PROBLEM REQUIREMENTS — Identify every line in the records below that contains the word "wooden", and reproduce each one.

PROVIDED RECORDS —
§

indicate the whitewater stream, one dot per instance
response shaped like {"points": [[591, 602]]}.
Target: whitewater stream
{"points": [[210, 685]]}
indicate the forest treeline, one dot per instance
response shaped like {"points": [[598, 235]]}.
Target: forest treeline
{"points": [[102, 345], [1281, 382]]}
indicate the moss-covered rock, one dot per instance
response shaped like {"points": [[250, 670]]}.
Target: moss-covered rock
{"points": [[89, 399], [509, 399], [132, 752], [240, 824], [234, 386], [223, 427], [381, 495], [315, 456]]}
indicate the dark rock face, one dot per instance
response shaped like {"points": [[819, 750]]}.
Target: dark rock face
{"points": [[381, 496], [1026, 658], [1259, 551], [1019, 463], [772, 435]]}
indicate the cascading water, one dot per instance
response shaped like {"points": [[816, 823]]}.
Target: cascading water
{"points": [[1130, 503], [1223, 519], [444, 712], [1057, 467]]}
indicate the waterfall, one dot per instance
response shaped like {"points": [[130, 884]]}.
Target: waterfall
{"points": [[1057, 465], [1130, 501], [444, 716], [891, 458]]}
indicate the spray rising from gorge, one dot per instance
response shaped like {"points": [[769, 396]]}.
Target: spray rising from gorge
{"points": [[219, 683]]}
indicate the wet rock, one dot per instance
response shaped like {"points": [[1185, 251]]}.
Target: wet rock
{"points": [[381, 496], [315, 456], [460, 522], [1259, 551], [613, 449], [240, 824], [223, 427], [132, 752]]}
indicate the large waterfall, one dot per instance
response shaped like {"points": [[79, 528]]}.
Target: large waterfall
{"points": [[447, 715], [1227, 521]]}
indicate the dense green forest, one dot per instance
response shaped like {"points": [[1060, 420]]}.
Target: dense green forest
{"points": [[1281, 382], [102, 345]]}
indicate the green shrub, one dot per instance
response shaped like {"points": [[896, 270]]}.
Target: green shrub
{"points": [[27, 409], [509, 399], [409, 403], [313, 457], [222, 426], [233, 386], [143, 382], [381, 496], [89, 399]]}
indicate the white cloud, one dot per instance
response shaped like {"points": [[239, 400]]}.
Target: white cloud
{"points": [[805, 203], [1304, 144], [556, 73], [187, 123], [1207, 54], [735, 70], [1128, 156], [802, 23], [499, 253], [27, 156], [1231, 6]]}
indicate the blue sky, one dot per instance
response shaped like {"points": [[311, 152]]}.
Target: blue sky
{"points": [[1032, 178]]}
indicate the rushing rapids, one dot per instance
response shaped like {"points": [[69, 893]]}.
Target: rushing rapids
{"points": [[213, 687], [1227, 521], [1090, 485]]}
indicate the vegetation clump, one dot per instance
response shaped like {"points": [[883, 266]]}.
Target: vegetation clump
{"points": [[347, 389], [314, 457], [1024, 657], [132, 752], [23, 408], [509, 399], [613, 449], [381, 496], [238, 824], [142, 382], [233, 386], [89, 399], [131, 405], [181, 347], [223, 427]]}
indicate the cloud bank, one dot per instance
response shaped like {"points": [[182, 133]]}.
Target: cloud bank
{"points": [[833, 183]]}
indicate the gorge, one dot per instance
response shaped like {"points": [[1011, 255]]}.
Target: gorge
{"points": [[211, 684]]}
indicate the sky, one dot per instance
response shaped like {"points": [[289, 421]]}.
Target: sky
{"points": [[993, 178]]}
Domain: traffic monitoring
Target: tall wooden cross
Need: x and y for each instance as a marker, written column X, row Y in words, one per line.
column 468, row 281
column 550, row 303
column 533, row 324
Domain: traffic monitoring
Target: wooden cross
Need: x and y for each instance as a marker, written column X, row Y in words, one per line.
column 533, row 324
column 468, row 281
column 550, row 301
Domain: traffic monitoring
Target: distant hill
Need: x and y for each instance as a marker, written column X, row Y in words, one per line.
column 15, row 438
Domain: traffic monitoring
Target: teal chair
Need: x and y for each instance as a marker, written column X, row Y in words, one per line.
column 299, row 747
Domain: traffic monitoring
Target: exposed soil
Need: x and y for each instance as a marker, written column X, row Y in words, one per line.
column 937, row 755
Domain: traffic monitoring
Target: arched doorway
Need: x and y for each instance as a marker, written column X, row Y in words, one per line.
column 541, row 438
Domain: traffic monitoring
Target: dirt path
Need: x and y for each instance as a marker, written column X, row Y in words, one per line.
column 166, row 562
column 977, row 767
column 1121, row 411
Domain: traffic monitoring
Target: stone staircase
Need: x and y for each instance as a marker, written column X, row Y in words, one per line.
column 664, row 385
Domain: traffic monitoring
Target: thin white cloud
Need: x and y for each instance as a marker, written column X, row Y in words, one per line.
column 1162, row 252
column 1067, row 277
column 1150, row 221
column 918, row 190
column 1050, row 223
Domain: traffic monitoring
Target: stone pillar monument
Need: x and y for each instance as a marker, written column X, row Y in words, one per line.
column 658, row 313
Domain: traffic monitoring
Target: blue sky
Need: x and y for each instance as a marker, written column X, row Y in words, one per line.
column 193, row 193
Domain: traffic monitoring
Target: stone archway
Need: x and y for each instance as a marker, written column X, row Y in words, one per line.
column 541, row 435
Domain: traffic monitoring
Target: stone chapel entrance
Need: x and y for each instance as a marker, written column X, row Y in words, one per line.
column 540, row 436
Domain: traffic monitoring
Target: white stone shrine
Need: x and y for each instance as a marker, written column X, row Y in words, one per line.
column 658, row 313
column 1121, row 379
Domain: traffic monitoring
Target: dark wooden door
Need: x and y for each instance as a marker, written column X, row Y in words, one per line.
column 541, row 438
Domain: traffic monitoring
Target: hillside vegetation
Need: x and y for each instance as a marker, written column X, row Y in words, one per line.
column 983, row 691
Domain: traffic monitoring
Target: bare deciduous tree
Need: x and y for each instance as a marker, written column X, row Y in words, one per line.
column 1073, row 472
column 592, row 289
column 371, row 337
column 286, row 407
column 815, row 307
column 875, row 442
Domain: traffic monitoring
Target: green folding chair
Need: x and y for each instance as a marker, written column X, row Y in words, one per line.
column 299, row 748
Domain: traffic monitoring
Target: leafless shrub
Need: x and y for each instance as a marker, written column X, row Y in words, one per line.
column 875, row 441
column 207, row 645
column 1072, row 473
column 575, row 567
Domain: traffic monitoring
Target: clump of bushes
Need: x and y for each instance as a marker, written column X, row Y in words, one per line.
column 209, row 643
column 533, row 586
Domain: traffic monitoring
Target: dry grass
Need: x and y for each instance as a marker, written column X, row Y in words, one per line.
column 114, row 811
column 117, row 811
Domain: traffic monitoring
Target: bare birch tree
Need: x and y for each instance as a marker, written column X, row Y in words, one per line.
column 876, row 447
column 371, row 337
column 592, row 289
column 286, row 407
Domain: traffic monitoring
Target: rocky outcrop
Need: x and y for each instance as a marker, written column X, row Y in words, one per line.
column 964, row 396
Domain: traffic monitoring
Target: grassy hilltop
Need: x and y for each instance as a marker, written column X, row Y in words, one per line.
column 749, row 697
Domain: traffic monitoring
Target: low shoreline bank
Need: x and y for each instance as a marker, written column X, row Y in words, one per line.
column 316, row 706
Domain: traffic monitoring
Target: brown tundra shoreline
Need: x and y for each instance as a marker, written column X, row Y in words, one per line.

§

SOLUTION FOR THIS PROBLEM —
Target: tall wooden cross
Target: wooden cross
Target: dark wooden door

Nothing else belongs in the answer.